Your instructions
Could you copy the rows starting at the line that has "for every instance of the scaffolding, set" and stopping after the line that has "(1003, 697)", with "scaffolding" changed to "ladder" and nothing else altered?

Dataset records
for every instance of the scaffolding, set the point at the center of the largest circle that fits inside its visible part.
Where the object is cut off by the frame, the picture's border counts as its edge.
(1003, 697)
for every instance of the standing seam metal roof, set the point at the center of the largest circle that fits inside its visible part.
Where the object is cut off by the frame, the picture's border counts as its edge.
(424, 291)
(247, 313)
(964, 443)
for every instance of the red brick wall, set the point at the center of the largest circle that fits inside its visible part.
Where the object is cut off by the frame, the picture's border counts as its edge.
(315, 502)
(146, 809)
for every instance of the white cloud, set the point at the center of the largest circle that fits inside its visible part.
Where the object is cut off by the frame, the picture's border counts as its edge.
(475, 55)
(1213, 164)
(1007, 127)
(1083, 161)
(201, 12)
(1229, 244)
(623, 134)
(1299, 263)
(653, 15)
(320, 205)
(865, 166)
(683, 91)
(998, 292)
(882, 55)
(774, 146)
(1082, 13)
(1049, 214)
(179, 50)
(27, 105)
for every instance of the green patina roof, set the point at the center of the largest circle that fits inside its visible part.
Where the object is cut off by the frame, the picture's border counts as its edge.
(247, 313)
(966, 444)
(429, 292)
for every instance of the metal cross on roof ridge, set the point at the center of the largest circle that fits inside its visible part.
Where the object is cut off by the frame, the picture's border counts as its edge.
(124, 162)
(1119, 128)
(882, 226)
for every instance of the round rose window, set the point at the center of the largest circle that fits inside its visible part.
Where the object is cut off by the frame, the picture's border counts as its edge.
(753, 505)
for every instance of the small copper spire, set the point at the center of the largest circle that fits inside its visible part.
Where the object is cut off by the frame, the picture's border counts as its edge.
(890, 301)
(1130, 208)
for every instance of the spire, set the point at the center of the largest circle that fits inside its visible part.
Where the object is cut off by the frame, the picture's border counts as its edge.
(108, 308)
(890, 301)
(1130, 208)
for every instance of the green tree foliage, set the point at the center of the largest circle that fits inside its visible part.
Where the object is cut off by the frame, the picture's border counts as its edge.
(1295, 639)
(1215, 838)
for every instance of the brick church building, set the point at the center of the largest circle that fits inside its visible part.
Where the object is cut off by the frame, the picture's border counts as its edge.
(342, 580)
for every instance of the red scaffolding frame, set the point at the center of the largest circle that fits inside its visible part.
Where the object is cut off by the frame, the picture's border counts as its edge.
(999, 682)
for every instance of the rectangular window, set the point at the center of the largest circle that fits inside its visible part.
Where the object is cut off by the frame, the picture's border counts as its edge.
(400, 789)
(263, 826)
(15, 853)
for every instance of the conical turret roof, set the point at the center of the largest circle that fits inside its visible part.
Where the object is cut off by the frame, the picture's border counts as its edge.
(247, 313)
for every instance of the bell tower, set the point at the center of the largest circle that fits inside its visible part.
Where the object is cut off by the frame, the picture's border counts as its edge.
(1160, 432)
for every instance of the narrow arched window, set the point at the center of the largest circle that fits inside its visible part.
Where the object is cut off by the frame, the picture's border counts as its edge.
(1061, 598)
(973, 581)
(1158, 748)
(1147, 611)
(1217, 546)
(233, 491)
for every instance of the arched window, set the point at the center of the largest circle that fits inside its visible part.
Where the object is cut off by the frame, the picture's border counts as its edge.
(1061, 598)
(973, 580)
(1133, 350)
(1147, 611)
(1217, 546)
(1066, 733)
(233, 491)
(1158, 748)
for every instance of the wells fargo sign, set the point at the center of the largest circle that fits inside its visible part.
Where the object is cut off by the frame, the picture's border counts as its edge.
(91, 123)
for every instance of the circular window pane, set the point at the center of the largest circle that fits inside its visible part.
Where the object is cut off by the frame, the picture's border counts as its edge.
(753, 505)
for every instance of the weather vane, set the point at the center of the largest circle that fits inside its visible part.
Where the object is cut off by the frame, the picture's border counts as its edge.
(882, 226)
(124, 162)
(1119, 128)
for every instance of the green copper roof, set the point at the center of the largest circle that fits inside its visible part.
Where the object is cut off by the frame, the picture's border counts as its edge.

---

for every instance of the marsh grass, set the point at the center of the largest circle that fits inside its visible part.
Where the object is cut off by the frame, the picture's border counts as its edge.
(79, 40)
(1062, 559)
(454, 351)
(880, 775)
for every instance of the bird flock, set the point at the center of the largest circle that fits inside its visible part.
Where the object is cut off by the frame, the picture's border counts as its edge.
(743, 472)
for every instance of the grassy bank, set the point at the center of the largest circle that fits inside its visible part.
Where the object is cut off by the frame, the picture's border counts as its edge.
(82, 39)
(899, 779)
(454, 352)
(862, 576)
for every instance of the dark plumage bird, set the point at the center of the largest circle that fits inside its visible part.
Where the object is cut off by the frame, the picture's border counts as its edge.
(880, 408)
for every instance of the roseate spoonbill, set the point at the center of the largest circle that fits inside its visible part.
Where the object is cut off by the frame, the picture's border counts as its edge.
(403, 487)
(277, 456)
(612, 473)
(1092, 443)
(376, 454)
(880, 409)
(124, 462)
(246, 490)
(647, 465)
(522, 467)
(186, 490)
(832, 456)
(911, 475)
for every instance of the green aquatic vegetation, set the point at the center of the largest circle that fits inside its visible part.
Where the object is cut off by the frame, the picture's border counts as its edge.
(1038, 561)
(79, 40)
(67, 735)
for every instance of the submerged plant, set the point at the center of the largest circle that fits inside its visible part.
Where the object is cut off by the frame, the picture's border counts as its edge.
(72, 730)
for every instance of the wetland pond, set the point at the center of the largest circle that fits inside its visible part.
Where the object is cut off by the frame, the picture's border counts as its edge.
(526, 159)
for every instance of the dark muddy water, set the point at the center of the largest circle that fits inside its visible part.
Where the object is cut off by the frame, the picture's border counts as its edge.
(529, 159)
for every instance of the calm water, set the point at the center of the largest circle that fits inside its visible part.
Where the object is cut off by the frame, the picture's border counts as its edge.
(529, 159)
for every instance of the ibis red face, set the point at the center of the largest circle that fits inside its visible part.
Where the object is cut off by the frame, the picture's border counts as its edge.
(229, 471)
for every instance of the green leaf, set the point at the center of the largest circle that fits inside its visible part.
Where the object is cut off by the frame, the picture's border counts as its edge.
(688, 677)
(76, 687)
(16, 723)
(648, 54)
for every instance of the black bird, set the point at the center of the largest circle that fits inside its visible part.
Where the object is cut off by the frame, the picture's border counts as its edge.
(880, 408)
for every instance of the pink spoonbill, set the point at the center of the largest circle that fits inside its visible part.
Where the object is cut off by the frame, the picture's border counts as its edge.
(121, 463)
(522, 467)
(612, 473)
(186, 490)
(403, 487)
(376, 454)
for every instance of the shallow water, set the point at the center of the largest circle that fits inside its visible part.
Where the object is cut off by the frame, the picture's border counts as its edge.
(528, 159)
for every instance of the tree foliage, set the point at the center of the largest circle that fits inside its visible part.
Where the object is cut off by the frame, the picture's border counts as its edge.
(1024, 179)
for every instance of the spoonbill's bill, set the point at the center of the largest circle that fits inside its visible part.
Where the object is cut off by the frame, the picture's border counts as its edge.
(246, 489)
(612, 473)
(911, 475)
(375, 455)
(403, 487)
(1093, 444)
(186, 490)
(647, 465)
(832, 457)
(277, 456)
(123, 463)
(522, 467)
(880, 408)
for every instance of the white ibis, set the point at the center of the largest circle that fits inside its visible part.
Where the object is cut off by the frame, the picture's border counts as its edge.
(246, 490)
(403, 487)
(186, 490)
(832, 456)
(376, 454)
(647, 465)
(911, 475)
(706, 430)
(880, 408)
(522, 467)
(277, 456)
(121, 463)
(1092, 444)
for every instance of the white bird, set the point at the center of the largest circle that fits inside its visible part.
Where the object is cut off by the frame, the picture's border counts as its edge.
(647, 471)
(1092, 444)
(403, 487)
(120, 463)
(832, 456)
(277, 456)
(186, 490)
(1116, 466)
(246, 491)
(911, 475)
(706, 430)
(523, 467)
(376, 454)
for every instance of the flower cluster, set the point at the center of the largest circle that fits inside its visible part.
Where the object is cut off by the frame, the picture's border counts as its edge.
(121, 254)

Solved problem
for every instance of the ladder, set the point at the center of the largest circle that fits inside its visible part.
Where the object is cut off by the frame, the picture's border counts as its edge.
(1003, 697)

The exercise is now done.